• Supplied records:

= = =

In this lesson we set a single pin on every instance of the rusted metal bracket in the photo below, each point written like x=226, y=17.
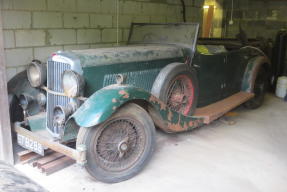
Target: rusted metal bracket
x=79, y=154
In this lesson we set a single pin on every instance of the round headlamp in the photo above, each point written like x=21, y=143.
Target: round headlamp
x=73, y=83
x=25, y=101
x=36, y=73
x=60, y=115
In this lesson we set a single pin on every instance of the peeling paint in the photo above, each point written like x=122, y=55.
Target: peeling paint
x=153, y=99
x=124, y=93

= = =

• Work to complete:
Retype every one of the entries above word for word, leaving out the pictures.

• Task response:
In this lesson we set a single pin on every instance of the rusted metal bracket in the photo below, each point written like x=226, y=17.
Target: rusted metal bracket
x=79, y=154
In this lesson we set a single pin on every instance of the round headlamp in the photo above, each point written like x=21, y=143.
Target: round headlamp
x=73, y=83
x=25, y=101
x=36, y=73
x=60, y=115
In this lesson we set a single pin on every instance of the peeling paint in the photo above, each point written like x=122, y=55.
Target: peeling paint
x=153, y=99
x=124, y=93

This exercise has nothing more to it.